---- MATERIAL SHOWN

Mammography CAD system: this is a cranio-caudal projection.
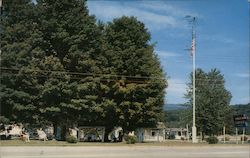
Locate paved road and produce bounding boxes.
[0,145,250,158]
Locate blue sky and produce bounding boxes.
[88,0,250,104]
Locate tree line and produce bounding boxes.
[0,0,167,141]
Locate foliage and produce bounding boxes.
[168,134,175,139]
[186,69,232,135]
[66,136,77,143]
[125,135,137,144]
[0,0,167,141]
[206,136,219,144]
[240,136,248,142]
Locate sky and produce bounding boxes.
[87,0,250,104]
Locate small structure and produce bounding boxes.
[78,126,105,142]
[166,128,189,140]
[136,122,166,142]
[108,127,123,142]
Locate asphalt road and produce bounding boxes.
[0,145,250,158]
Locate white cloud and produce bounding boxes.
[88,1,198,30]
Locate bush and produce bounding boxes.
[125,136,136,144]
[206,136,219,144]
[221,136,230,141]
[66,136,77,143]
[240,136,248,141]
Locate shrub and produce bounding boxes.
[125,136,136,144]
[168,134,175,139]
[206,136,219,144]
[240,136,248,141]
[66,136,77,143]
[225,136,230,141]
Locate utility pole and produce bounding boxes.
[191,17,197,143]
[186,15,198,143]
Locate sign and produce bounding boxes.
[234,114,248,127]
[234,121,248,127]
[234,114,248,122]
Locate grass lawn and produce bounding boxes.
[0,140,249,146]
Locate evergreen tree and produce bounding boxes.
[0,0,38,122]
[102,17,166,134]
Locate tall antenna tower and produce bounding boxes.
[186,16,198,143]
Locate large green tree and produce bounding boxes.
[186,69,231,135]
[104,17,167,131]
[1,0,167,141]
[0,0,39,122]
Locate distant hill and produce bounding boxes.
[164,104,187,111]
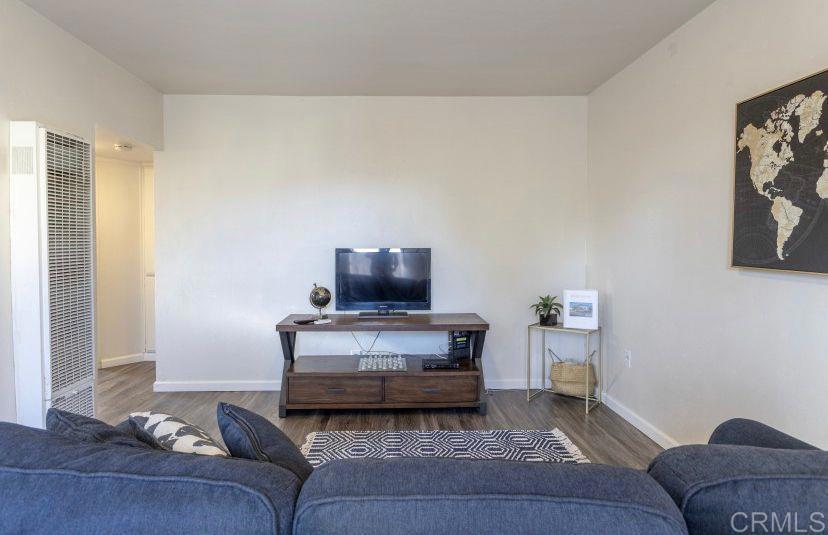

--------

Gather every line in the rows above that contains the word "road", and copy each one out.

Locate paved road and produce bounding boxes.
Locate asphalt road and produce bounding boxes.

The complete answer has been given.